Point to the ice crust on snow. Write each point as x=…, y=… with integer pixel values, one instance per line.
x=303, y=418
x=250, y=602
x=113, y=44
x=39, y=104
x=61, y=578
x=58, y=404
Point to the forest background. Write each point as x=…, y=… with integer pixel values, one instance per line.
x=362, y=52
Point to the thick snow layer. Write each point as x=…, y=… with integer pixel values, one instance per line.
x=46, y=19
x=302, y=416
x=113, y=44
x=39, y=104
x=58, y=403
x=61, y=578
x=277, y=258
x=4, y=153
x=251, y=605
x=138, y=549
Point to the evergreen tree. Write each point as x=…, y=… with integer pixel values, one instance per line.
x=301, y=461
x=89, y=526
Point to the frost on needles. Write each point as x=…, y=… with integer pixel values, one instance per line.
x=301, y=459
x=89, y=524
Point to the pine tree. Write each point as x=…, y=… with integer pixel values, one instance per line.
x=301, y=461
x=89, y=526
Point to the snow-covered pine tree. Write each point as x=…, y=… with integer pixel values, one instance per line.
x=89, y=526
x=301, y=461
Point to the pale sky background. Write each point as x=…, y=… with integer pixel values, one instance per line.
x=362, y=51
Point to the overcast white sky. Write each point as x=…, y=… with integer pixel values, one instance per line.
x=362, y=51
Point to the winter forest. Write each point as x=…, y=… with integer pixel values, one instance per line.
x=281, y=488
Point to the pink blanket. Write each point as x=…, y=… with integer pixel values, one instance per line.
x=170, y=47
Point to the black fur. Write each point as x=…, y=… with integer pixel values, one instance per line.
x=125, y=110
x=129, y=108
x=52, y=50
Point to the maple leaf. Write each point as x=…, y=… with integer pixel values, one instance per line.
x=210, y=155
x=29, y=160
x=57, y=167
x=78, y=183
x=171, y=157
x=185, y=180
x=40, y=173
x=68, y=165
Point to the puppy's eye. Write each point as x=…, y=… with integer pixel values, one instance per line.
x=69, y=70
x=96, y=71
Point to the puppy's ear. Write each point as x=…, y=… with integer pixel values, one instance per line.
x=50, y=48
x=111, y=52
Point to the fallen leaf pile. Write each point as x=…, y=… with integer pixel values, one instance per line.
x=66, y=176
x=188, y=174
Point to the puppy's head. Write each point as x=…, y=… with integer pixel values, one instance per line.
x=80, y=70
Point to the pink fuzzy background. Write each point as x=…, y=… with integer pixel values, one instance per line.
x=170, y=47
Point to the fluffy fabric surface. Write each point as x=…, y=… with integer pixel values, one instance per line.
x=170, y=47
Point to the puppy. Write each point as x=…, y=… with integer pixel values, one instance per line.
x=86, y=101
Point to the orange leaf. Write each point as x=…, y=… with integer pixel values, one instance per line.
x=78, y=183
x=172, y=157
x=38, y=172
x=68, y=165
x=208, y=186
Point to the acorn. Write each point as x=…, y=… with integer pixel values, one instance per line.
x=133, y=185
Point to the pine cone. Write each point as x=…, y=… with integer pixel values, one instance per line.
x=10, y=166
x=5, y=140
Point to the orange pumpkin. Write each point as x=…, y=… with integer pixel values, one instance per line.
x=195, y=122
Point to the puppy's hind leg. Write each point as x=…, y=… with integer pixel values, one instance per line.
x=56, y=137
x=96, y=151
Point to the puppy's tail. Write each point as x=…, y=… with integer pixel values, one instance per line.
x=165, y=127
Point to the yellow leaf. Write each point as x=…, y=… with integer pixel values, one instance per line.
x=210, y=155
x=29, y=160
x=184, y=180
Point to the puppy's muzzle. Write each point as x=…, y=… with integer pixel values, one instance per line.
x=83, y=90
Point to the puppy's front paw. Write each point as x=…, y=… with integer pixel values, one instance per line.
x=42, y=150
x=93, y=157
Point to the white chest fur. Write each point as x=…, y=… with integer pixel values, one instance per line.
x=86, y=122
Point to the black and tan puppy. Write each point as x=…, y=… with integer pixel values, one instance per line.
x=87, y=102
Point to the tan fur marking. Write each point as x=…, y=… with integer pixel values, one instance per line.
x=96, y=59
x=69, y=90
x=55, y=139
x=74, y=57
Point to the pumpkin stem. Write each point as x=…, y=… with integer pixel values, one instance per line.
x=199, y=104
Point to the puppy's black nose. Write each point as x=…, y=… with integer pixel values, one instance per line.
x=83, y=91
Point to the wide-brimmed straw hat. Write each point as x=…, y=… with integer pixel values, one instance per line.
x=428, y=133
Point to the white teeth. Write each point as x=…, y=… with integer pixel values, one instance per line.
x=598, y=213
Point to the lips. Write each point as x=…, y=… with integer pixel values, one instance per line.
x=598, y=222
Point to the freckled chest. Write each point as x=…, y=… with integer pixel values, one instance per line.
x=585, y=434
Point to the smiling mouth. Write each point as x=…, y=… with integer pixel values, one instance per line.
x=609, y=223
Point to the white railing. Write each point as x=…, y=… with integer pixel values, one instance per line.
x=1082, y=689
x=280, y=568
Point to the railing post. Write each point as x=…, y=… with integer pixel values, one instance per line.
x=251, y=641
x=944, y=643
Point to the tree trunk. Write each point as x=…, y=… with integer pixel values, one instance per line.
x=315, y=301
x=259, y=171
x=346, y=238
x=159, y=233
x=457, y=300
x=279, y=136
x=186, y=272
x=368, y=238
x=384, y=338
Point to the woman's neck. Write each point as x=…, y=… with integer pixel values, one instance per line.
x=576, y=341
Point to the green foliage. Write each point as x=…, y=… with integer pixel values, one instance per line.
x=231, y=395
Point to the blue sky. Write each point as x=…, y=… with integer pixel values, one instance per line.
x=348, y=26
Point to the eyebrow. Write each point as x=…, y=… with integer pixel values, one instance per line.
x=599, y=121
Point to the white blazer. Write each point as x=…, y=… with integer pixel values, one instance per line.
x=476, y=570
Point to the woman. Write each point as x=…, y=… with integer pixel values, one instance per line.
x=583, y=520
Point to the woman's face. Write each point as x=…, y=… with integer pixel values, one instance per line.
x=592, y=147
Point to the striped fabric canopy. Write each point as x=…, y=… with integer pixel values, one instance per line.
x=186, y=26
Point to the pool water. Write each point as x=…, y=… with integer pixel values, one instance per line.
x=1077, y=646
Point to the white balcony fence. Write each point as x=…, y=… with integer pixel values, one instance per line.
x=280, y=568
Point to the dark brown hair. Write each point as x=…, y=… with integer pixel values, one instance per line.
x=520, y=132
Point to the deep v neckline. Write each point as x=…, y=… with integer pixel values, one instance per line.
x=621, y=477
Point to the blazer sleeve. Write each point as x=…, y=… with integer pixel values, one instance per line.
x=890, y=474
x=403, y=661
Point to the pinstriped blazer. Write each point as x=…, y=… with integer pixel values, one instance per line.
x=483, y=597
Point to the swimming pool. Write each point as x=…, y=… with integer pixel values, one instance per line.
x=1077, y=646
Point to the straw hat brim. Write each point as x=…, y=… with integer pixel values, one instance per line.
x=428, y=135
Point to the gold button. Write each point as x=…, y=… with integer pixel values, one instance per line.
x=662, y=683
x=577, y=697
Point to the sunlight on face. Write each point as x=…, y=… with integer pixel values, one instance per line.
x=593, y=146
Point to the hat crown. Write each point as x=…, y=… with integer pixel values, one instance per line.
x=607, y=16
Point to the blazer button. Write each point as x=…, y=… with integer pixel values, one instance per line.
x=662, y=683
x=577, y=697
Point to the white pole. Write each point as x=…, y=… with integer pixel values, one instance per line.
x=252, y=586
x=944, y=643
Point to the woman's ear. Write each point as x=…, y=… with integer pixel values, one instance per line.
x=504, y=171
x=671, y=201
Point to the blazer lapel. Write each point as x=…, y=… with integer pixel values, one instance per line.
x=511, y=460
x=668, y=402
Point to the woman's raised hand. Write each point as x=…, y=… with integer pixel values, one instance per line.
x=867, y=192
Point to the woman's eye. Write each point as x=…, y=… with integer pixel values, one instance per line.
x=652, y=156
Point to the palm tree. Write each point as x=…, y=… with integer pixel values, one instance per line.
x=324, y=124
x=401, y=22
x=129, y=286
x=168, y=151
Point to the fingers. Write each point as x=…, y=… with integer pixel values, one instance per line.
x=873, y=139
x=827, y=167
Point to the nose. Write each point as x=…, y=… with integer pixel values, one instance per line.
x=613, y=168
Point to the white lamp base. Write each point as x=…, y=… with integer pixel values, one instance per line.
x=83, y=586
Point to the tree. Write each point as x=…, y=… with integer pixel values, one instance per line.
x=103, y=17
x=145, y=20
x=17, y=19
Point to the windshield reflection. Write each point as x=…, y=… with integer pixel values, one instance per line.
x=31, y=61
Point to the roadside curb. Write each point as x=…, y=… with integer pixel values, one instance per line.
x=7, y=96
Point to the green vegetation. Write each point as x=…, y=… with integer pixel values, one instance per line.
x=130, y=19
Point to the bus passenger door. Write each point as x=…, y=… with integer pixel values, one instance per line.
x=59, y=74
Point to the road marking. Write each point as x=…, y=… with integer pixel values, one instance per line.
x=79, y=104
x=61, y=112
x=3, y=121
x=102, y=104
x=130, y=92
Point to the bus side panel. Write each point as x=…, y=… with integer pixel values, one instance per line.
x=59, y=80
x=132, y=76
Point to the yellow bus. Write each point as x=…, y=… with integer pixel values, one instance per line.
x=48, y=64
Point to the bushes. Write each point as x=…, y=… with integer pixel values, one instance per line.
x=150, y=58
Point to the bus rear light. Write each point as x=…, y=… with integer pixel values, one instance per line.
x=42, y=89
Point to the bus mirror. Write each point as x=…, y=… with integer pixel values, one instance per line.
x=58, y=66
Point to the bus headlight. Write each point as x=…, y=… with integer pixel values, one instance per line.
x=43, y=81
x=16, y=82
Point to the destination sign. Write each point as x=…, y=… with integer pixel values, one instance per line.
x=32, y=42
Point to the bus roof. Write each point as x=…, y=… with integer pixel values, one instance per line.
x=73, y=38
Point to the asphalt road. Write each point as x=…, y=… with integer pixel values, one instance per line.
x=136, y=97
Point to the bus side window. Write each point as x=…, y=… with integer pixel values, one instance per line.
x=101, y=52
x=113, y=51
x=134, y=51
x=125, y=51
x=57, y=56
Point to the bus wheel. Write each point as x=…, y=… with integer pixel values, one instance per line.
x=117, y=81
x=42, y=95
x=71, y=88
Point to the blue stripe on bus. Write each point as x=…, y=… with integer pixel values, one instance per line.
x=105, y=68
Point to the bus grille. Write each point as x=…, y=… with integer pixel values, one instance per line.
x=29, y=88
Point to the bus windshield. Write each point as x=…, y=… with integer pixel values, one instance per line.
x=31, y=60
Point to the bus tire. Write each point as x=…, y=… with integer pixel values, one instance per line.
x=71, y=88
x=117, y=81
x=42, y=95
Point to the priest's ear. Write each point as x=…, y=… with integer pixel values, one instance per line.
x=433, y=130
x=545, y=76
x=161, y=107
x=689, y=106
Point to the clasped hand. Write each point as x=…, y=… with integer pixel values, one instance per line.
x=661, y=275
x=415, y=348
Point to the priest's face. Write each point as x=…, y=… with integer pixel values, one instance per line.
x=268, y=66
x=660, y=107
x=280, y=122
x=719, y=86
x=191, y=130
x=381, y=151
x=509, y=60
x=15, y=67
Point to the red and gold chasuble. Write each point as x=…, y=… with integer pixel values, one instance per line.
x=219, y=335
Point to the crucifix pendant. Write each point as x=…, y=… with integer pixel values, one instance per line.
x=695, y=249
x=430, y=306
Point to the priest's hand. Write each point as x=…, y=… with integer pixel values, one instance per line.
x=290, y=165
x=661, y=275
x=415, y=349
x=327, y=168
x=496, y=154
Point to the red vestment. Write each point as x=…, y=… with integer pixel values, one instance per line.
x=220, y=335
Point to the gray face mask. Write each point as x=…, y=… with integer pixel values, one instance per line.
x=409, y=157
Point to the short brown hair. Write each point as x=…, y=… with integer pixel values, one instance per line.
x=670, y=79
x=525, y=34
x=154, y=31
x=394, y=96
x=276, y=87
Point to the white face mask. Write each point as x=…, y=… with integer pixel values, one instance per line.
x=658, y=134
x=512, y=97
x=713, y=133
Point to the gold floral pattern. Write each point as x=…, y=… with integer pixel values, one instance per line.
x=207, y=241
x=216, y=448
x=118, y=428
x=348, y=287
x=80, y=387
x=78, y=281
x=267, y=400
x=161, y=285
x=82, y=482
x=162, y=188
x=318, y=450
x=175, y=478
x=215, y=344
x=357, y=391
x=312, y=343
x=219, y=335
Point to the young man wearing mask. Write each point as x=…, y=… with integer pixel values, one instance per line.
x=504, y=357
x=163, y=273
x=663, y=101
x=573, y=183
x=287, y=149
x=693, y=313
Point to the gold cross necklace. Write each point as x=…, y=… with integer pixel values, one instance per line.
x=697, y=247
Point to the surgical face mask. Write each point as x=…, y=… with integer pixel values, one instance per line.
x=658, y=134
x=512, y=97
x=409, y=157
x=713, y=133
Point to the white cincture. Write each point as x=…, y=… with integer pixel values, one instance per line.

*Task instructions*: Render everything from the row containing "Point to the gray" down to and including the row containing "x=276, y=87" as a Markdown table with two columns, No. and Line. Number each line, and leave out any blank lines.

*Worked solution*:
| No. | Line |
|---|---|
| 1 | Point to the gray face mask. Write each point as x=…, y=… with integer pixel values, one instance per line. |
| 2 | x=409, y=157 |
| 3 | Point to the short brown hair. Write each point as x=…, y=… with integer pixel values, one instance per line. |
| 4 | x=670, y=79 |
| 5 | x=525, y=34 |
| 6 | x=154, y=31 |
| 7 | x=394, y=96 |
| 8 | x=276, y=87 |